**TEXT EXCERPT:**
------------
Oklahoma Proposes Opt-Out Provision in Updated Statewide HIE Rules

After the Governor rejected Senate Bill 1369, the subsequent rule changes now exempt healthcare providers from mandatory participation in the statewide HIE.

Oklahoma's attempt to implement a statewide health information exchange (HIE) has been met with resistance. Responding to concerns, the Oklahoma Health Care Authority Board (OHCA) has approved emergency rules, providing healthcare providers with an opt-out choice.

Prior to this, the state board had unanimously agreed on passing Senate Bill 1369, mandating that all licensed healthcare providers participate in the HIE by July 1, 2023.

OHCA has been dedicated to establishing an HIE allowing Oklahomans' digital medical records to be accessible by any state healthcare provider. Supporters believe this exchange will facilitate doctor collaboration on patient care and reduce unnecessary duplicate medical testing.

“With the HIE, we can vastly improve public health, care coordination, records exchange, and address care fragmentation for providers,” Stephen Miller, CHCIO, state coordinator for Health Information Exchange, said in a public statement. “Utilizing our partnership with MiHealth, the State Designed Entity for HIE operations, we are on the road to making this vision a reality.”

Despite these benefits, the initiative has been met with resistance from both patients and providers. Critics highlight concerns about patient privacy, implementation of the system, and communication regarding the rollout.

Additionally, on June 23, 2023, the Governor vetoed the proposed HIE rules. The newly proposed emergency revisions were written in order to align policy with feedback received from members, providers, and the Governor.

Notably, these revisions allow providers to request exemptions from the HIE Coordinator.

“OHCA is thankful for the feedback of Oklahoma patients and providers in creating these emergency rules which encourages improved collaboration among different healthcare providers while protecting a patient’s right to privacy,” the agency stated in a public statement. “OHCA remains committed to creating a streamlined, holistic health care approach and improving health outcomes for Oklahomans through the HIE.”

The revised rules also shed light on the availability of grants aimed at mitigating the costs that providers often incur when establishing secure digital connections and maintaining data standards for HIE. Even though HIE connection and subscription carry costs for providers, these rules introduce no new fees. Any costs incurred are expected to be counterbalanced by the benefits of enhanced data sharing and potential improvements in patient care. As a result, these rule changes are seen as budget-neutral for the agency.

The agency maintains that the proposed rules won't adversely impact small businesses or public health, safety, or the environment. Furthermore, the agency doesn't foresee any detrimental effects on public health and safety if the rule changes are not implemented.
------------
**MATERIAL SUPPLIED:**
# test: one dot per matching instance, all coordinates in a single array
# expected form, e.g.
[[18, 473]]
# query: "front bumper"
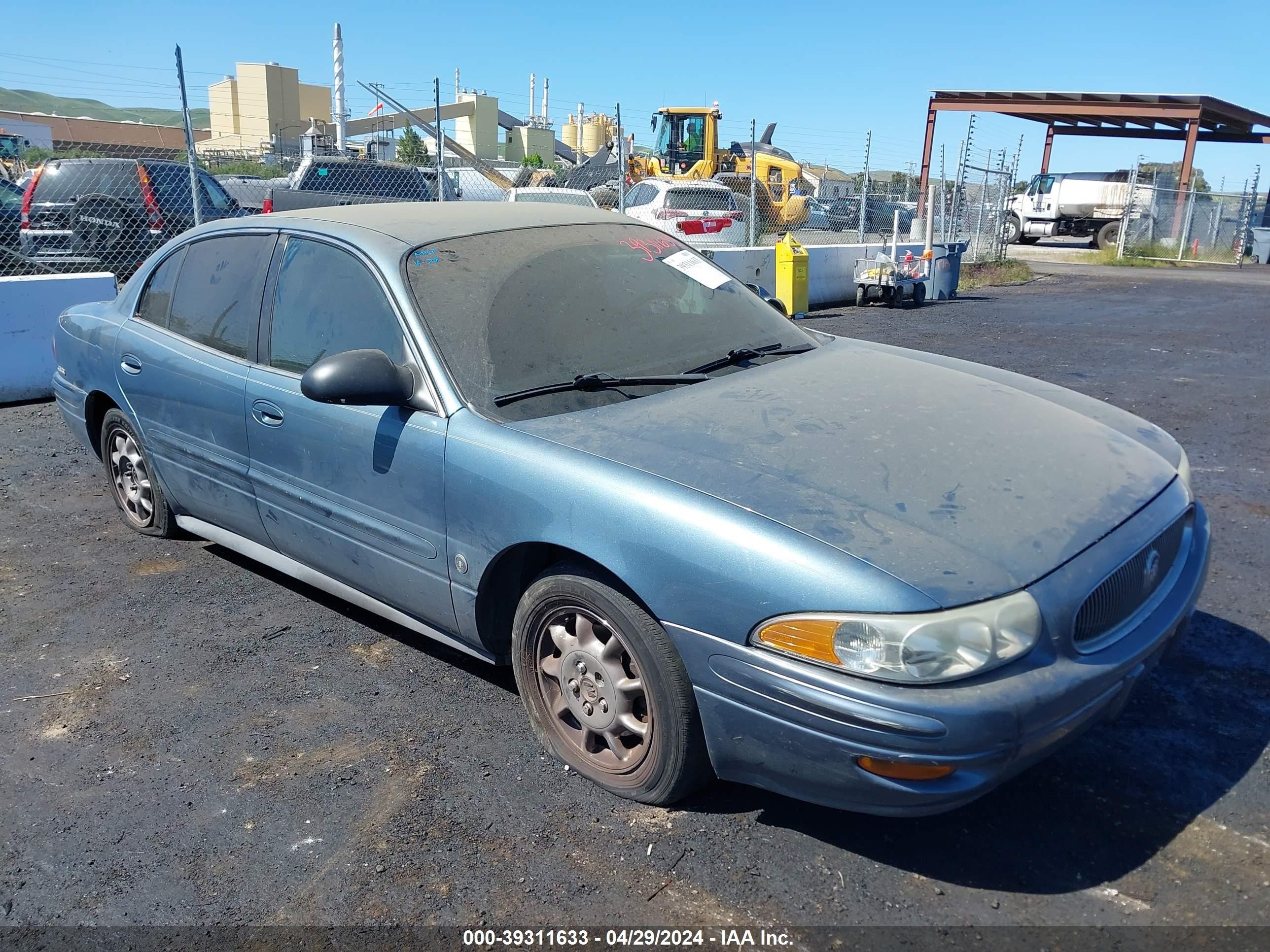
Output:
[[798, 729]]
------------
Summarize the article on Oklahoma's statewide health information exchange rules in two sentences.

**EXERCISE OUTPUT:** Facing resistance from patients and providers over privacy, implementation, and communication about the rollout, and after the Governor vetoed the proposed rules on June 23, 2023, the Oklahoma Health Care Authority Board approved emergency rules that give healthcare providers an opt-out choice by letting them request exemptions from the HIE Coordinator. The revised rules introduce no new fees and point to grants that help offset providers' costs for secure connections and data standards, and the agency considers the changes budget-neutral.